GOAL :: How many lines in the entries below contain the word "wall"? Reply with the number alone.

(Segmentation annotation records)
* * * *
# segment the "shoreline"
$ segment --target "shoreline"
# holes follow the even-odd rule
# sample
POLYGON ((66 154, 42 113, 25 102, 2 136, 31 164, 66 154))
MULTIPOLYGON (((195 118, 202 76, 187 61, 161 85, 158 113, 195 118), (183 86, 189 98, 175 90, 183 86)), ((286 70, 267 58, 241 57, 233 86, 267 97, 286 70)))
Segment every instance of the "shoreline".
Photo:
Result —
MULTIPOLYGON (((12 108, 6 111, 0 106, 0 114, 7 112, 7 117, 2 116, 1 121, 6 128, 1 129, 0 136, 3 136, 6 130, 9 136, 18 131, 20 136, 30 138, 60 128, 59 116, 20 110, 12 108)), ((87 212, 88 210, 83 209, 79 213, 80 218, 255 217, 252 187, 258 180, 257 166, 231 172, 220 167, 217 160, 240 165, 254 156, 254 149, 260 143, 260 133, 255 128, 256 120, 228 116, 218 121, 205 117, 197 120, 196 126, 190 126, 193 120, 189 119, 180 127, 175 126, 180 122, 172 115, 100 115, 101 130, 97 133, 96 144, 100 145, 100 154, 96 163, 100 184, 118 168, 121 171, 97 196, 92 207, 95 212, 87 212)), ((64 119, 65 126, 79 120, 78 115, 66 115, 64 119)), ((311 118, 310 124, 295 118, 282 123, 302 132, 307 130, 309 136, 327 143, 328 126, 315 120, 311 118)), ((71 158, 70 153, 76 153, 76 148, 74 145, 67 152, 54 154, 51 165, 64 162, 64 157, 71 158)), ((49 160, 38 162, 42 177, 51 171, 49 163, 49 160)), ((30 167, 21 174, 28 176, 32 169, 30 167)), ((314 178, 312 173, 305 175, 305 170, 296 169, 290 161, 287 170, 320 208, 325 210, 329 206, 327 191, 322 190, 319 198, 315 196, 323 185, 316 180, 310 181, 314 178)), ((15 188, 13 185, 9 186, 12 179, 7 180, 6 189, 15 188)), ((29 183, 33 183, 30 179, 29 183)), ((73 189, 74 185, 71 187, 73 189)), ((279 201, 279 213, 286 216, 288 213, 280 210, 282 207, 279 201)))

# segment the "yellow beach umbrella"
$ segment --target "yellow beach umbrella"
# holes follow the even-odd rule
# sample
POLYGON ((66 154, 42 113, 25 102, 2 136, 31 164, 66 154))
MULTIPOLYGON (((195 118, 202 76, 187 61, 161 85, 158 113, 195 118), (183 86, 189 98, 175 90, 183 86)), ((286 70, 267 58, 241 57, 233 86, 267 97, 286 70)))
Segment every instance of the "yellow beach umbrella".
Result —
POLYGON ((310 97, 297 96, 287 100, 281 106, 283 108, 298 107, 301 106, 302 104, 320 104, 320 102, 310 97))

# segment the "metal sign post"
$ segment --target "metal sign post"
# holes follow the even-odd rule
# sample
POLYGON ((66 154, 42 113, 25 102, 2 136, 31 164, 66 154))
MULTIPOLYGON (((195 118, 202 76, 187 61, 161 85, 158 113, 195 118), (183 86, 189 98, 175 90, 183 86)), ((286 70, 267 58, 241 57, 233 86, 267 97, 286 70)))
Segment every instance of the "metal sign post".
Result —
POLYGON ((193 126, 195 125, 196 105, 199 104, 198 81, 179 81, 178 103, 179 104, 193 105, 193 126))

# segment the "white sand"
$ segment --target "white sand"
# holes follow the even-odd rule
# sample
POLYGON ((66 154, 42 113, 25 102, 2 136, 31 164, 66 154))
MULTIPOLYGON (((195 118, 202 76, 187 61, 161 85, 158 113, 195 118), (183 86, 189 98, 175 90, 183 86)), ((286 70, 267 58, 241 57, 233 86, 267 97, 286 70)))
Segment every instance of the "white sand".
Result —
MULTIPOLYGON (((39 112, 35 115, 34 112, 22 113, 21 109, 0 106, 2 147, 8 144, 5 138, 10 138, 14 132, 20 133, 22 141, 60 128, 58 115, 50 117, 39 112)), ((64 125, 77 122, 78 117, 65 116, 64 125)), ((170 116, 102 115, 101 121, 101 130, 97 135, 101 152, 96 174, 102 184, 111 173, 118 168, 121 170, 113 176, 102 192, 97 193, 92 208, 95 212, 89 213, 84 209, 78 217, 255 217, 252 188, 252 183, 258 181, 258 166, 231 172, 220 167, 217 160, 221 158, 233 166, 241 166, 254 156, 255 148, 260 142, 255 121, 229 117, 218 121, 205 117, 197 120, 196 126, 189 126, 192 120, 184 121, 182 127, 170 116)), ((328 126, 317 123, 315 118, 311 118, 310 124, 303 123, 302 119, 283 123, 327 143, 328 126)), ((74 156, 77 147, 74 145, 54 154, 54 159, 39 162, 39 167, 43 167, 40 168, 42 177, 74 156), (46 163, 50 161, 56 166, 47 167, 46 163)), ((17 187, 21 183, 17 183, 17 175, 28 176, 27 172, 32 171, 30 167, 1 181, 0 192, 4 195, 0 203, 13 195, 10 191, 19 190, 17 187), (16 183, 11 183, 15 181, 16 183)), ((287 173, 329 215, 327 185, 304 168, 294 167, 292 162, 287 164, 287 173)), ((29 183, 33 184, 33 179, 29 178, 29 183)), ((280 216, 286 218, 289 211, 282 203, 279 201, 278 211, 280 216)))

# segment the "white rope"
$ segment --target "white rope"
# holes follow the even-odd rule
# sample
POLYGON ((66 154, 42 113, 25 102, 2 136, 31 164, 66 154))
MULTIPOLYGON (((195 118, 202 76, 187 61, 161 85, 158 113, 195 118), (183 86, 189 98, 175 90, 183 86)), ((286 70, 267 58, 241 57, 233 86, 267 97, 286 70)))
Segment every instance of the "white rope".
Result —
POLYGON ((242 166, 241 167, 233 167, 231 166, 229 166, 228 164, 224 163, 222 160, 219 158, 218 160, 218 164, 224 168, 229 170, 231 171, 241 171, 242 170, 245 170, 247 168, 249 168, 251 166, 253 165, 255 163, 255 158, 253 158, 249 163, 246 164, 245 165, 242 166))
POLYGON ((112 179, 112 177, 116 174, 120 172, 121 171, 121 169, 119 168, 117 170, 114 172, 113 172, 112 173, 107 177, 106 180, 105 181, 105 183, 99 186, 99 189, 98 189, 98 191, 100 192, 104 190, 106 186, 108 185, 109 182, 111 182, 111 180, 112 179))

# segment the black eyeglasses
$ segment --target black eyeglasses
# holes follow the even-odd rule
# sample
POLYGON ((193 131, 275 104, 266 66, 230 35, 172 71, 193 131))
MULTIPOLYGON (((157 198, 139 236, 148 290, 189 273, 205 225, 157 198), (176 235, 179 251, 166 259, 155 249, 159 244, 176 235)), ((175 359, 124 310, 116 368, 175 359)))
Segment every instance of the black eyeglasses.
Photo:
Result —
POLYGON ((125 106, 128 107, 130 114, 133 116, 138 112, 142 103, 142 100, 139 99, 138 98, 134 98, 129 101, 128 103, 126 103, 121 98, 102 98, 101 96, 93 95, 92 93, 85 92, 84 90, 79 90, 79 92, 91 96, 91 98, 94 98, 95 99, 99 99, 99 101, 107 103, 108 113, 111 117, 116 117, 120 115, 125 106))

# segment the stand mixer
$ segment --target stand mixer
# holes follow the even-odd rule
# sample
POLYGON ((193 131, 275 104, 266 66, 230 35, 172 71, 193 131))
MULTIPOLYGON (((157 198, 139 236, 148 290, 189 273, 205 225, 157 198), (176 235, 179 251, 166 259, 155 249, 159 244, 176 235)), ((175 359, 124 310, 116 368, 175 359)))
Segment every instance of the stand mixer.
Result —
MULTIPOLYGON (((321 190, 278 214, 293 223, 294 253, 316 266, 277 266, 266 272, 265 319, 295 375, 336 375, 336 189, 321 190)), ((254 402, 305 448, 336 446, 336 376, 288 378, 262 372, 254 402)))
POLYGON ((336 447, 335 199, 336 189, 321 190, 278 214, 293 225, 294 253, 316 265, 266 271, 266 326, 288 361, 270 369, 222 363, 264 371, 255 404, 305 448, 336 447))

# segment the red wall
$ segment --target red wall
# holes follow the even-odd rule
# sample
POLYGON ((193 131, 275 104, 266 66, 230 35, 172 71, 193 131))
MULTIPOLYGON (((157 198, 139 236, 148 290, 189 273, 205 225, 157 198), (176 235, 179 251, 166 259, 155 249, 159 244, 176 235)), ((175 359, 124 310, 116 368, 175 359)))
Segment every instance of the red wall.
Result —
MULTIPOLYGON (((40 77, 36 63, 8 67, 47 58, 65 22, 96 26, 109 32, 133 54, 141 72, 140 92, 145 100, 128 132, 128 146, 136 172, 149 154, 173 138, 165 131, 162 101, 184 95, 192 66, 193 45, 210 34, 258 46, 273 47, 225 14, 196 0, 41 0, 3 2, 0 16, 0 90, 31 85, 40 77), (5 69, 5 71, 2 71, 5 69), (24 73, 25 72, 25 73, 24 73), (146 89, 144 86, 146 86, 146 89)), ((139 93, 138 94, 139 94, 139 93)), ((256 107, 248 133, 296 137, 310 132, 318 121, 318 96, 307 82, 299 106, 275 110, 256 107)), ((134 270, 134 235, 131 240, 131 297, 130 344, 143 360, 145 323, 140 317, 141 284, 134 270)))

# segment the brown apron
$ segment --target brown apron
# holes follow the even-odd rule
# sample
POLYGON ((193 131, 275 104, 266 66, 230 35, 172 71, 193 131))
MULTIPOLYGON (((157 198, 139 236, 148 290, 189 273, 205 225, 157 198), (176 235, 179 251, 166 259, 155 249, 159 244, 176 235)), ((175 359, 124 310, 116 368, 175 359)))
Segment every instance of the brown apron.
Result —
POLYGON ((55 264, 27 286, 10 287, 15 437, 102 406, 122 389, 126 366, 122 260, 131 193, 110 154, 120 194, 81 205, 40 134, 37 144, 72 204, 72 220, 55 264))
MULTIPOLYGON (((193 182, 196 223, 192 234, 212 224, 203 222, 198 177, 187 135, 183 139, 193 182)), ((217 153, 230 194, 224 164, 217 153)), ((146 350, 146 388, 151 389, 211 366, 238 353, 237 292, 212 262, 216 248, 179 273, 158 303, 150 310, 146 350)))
* * * *
REPLY :: 3